EXTRACT TO READ ::
# Carnivale



## Humanraindelay (Feb 11, 2013)

I just started watching Carnivale, an HBO series from 03 to 06 I believe. I am enjoying the story but I just found out they stopped after just 2 seasons. The questions I have, is there a satifying ending after season two and if not, did the series ever make it to book? I looked at amazon but did not see anything by its name. I was wondering if it was perhaps published under a different title?


----------



## Warren_Paul (Feb 11, 2013)

They did end season 2 in a way that could be somewhat satisfying. It doesn't answer every question, or wrap up every part of the story, but it is an ending of sorts. The show is worth watching all the way through its 2 seasons.


----------



## Teresa Edgerton (Feb 11, 2013)

Hi!  I recently (about two weeks ago, I think) watched the whole series on my Kindle.  I had a lot of questions when I finished, so I did some Googling in hopes of finding some answers.  I didn't find many, but here is what I know.

(Stored dataset items)
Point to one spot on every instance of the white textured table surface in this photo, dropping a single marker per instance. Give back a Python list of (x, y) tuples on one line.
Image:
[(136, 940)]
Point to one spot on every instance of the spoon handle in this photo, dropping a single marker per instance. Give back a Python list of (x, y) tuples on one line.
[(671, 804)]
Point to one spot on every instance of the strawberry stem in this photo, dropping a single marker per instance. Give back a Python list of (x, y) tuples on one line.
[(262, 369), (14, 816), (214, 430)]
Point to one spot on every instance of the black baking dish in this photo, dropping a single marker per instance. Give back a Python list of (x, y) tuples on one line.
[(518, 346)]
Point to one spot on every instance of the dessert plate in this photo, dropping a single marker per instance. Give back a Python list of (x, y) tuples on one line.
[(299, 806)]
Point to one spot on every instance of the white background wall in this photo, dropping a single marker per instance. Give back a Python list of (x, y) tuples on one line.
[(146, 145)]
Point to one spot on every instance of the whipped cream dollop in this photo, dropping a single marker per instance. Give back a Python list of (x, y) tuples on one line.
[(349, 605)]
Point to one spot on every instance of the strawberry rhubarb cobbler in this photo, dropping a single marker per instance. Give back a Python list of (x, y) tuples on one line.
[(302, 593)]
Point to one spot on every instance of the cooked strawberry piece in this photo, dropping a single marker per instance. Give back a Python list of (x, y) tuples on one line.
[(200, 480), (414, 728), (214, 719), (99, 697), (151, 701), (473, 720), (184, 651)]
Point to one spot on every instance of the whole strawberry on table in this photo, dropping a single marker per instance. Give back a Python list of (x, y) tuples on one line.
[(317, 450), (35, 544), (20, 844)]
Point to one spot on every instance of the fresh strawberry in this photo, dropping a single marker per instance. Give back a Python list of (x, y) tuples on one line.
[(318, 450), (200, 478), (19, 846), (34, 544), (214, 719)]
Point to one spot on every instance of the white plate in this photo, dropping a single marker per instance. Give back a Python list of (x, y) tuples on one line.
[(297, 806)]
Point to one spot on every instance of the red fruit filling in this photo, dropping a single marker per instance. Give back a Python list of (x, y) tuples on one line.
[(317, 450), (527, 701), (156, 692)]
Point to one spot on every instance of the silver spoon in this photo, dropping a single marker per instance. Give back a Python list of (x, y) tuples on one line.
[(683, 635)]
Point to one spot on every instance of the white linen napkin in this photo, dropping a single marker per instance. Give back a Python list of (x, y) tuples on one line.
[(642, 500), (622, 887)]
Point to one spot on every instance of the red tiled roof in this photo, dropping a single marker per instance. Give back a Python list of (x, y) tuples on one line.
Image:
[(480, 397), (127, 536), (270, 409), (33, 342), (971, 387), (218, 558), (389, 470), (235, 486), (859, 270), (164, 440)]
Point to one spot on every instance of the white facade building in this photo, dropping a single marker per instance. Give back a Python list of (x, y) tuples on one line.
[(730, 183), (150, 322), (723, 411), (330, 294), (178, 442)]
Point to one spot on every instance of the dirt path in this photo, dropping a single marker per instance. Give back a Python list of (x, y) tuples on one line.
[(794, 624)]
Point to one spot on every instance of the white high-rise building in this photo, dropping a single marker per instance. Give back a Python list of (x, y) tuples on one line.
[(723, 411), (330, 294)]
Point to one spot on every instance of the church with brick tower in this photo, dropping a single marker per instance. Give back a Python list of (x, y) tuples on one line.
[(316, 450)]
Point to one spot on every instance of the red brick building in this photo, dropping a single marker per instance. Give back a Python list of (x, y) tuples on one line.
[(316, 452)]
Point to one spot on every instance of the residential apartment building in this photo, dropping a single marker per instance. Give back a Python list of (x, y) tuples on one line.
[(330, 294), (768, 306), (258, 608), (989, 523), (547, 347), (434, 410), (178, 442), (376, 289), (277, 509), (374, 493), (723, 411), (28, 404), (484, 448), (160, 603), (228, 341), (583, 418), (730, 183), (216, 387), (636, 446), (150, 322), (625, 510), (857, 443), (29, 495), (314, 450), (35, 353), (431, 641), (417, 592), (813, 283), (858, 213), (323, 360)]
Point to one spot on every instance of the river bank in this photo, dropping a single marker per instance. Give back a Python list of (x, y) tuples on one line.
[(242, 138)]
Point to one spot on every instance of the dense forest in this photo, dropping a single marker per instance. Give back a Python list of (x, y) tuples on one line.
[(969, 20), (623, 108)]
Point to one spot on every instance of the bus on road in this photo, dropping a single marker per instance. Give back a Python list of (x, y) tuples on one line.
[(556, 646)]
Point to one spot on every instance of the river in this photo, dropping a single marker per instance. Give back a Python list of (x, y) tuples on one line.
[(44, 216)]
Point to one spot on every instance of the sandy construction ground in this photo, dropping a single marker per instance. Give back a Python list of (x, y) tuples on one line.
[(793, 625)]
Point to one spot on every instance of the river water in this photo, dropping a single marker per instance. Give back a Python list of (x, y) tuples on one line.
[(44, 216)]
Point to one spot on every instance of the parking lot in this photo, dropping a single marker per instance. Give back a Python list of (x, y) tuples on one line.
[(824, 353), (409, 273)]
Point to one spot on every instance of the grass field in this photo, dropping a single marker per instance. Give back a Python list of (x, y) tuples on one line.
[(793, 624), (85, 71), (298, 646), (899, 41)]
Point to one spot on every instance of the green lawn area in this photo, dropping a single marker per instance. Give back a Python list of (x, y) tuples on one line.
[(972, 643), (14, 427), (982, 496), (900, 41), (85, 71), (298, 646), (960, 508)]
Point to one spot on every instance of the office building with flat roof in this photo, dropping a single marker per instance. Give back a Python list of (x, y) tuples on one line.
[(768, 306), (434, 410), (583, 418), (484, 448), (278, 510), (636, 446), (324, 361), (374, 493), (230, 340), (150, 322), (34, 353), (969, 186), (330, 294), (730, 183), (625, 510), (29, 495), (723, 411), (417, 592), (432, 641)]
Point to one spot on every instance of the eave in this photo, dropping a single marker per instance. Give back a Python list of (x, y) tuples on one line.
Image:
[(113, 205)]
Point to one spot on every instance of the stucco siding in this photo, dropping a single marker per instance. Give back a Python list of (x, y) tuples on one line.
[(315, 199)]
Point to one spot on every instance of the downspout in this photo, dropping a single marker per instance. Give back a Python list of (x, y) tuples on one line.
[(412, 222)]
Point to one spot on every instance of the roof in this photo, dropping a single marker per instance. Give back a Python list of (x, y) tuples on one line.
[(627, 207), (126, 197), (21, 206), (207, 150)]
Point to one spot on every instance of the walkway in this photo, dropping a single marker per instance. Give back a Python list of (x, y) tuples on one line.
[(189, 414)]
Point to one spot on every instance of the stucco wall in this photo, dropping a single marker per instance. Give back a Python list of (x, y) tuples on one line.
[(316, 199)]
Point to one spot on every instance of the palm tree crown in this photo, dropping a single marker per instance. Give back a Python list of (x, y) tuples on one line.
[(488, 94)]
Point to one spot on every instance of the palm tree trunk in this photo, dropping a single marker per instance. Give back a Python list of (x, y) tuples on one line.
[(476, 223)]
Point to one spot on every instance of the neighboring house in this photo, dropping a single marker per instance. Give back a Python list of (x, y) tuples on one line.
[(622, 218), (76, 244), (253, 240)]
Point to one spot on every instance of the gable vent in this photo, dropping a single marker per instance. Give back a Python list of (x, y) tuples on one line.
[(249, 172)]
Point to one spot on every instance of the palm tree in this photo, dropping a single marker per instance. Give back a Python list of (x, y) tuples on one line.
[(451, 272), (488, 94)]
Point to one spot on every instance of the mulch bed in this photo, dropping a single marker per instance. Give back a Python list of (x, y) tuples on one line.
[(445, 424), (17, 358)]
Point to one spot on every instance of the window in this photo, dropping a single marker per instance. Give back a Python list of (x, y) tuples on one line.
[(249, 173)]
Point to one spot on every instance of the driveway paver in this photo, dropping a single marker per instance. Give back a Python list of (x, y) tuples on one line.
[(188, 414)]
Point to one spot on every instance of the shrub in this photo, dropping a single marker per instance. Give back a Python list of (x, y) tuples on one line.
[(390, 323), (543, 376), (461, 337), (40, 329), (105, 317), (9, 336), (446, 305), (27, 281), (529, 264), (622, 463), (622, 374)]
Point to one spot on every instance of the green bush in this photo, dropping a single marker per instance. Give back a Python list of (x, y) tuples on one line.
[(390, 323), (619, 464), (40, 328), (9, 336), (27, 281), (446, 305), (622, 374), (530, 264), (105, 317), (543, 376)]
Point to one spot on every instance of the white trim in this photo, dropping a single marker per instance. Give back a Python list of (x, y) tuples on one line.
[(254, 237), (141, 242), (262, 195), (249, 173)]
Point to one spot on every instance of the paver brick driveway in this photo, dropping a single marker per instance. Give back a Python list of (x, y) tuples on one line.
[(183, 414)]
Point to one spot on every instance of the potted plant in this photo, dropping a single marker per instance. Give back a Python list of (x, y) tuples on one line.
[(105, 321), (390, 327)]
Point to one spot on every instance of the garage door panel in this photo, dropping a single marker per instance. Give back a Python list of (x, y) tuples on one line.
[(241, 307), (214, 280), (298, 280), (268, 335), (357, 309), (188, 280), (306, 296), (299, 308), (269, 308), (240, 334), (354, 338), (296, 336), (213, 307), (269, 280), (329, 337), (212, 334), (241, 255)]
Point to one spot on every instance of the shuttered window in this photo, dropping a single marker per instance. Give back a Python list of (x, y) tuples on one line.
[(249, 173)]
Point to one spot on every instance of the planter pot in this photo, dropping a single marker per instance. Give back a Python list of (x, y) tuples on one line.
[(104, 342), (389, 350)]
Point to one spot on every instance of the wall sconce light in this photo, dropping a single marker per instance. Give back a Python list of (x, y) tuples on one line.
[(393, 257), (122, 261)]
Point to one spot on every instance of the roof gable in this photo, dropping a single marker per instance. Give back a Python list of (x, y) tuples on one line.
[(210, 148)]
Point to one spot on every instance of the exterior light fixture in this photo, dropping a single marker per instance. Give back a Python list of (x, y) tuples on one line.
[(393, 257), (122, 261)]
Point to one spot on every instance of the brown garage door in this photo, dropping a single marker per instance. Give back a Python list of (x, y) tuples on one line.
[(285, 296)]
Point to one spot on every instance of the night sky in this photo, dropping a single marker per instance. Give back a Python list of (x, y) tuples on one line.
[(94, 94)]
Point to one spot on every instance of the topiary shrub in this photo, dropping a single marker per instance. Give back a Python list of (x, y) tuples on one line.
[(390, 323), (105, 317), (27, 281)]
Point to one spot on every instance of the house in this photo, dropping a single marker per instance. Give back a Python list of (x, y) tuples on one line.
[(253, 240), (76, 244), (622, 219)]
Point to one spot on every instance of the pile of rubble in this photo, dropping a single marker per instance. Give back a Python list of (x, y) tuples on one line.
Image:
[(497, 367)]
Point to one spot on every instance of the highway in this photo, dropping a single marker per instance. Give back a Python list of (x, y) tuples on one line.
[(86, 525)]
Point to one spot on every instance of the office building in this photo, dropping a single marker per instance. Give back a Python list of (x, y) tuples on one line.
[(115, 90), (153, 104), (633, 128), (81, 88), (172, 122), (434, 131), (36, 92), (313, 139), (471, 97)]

SHORT PROBLEM A ::
From the Carnivale forum thread, copy word for word the passage that begins with the words containing "## Humanraindelay (Feb" and ends with "its 2 seasons.".
SHORT PROBLEM B ::
Carry on the Carnivale forum thread from the point where it stops.

TASK ANSWER A ::
## Humanraindelay (Feb 11, 2013)

I just started watching Carnivale, an HBO series from 03 to 06 I believe. I am enjoying the story but I just found out they stopped after just 2 seasons. The questions I have, is there a satifying ending after season two and if not, did the series ever make it to book? I looked at amazon but did not see anything by its name. I was wondering if it was perhaps published under a different title?


----------



## Warren_Paul (Feb 11, 2013)

They did end season 2 in a way that could be somewhat satisfying. It doesn't answer every question, or wrap up every part of the story, but it is an ending of sorts. The show is worth watching all the way through its 2 seasons.

TASK ANSWER B ::
There is a satisfying ending, but then something happens that makes it not so satisfying.  There was talk of putting the rest into a book, but in the end they decided it wasn't possible.  You can read all about that in the wikipedia article.  The producers did release some information about what would have happened to some of the characters between the second season and the third, and what the situation would be at the beginning of season three.  Apparently, we are going to have to be satisfied with that.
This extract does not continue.